» **What you need to do**
A: According to the book review of Female Tars, which category of women was the largest found on ships?
B: Continue the book review of Female Tars from the point where it stops.

» **Source document**

Cover Art: Female Tars
Female Tars: Women aboard Ship in the Age of Sail
By Suzanne J. Stark
Naval Institute Press, 2017, ISBN 978-1-59114-572-1, $18.95
e-book ISBN 978-1-68247-269-9, $18.95

During the Age of Sail, the British Royal Navy was decidedly a man’s world. One might think this meant women were not aboard these wooden vessels that ruled the oceans and protected the world’s largest empire. Female Tars shows the contrary to be true. The Admiralty and officers may have ignored their presence or not even been aware they were aboard, but women did live and work on navy ships during the seventeenth century through the middle of the nineteenth.

Stark’s book, first published in 1996, is a succinctly written and engrossing academic study for scholars as well as lay readers. Four chapters comprise this easy-to-read exploration: Prostitutes and Seamen’s Wives on Board in Port, Women of the Lower Deck at Sea, Women in Disguise in Naval Crews, and The Story of Mary Lacy, Alias William Chandler. The endnotes provide fascinating historical tidbits that don’t readily fit within the main narrative. They also provide the source material documenting the text, although no separate bibliography is included. In addition to the index, black-and-white illustrations depicting women with seamen further enhance the chapters.

The largest category of women found on ships was prostitutes, who spent time on the lower deck where the sailors lived whenever a vessel put in at a port. This was a period when shore leave was rarely granted since most captains believed the crew would desert. To prevent this and to keep the men happy, boatloads of women came out to the ship to entertain and console them. To a lesser degree some of these females were the actual wives of the seamen, but for them to have this opportunity to visit with their husbands was a rarity, as Stark so ably demonstrates. Within this chapter she discusses the reasons for allowing women to board the ships, which also entails what life was like in the navy and pertinent Admiralty regulations. The inclusion of contemporary quotations allows Stark to contrast how men of the lower deck viewed these women with the viewpoints of commissioned officers. Her discourse also covers what life at home was like for all these women and their families, as well as the reforms that eventually led to the cessation of this practice.

Entries drawn from a collection:
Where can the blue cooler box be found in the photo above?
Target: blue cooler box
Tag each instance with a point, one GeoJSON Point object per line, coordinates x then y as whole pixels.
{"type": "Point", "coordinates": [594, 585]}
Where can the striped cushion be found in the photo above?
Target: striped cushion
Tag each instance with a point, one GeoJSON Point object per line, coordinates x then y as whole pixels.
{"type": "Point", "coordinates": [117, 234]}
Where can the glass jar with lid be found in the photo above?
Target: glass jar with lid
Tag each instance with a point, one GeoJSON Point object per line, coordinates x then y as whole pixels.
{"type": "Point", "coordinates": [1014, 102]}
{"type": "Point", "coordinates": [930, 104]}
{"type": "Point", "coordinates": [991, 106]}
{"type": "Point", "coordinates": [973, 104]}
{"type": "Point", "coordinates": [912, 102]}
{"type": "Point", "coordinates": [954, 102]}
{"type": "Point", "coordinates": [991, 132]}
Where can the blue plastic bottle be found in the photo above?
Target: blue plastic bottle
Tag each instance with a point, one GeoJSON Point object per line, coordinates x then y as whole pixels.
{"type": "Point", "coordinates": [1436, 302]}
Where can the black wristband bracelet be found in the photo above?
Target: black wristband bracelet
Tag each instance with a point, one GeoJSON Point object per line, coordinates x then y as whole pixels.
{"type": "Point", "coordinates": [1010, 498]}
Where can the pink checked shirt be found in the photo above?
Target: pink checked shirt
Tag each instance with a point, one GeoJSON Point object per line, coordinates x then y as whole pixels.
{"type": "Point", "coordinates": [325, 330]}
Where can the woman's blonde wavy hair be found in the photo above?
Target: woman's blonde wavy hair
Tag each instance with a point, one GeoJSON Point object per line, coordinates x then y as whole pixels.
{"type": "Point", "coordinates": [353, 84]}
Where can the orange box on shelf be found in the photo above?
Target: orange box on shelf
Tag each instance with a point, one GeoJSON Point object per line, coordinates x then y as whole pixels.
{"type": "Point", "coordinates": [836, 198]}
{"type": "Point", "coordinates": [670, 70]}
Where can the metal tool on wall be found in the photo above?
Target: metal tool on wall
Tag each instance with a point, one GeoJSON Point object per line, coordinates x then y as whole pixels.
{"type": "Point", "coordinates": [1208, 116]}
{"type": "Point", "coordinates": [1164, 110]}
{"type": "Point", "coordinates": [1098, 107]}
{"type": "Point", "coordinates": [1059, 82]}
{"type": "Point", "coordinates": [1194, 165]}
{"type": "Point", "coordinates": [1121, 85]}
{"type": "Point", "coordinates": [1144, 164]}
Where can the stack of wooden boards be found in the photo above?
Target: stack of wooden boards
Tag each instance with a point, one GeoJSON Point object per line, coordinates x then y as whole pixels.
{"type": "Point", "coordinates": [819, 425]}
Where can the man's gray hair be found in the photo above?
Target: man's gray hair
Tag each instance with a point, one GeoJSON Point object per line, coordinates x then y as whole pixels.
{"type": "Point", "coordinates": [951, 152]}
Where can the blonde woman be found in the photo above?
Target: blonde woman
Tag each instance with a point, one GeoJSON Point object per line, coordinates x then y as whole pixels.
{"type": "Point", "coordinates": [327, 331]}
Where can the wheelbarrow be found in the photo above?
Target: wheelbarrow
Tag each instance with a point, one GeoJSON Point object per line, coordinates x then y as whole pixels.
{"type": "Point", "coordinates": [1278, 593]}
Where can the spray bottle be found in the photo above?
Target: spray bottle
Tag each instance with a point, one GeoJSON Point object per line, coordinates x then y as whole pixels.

» **Expected outputs**
A: Prostitutes

B:
Chapter two focuses on warrant officers’ wives, who often accompanied their husbands. For many, the ship was the only home they ever had and they raised their families within these wooden walls. Aside from comparing these wives with those of soldiers, Stark explores the tradition of women going to sea (which dates back to medieval times), the regulations concerning this, and the wives’ daily routine (meals, recreation, sexual harassment, childbirth, and participation in battles). She also touches on women in the French navy during this time period. The final segments of the chapter summarize how this tradition came to an end and why these valiant women who deserved the General Service Medal failed to receive it.

The third chapter focuses on women in disguise. Only a few accounts survive as evidence that prove they existed, but it’s likely others also donned male attire and joined the navy. Either their stories were never recorded, or their true identities were never revealed. In presenting this information, Stark asks and attempts to answer three questions:
  • How were they able to pass as male on crowded ships where privacy didn’t exist?
  • Why did they volunteer and go to great efforts to remain on board when many men were pressed into service and deserted whenever the opportunity arose?
  • How did their fellow seamen, their officers, and society as a whole view these women once their true gender was revealed?
Her first offer of proof of these women seamen come directly from the archives of the Royal Navy. They are Gentlewoman Anne Chamberlyne (1690), a nameless Gentlewoman (1690s), a Marine known as William Prothero (1760-1761), and a black female seaman known as William Brown (1804-1816 [or later]). In addition, Stark discusses Hannah Snell’s “Muddled Biography” and Mary Anne Talbot’s “Spurious Autobiography.”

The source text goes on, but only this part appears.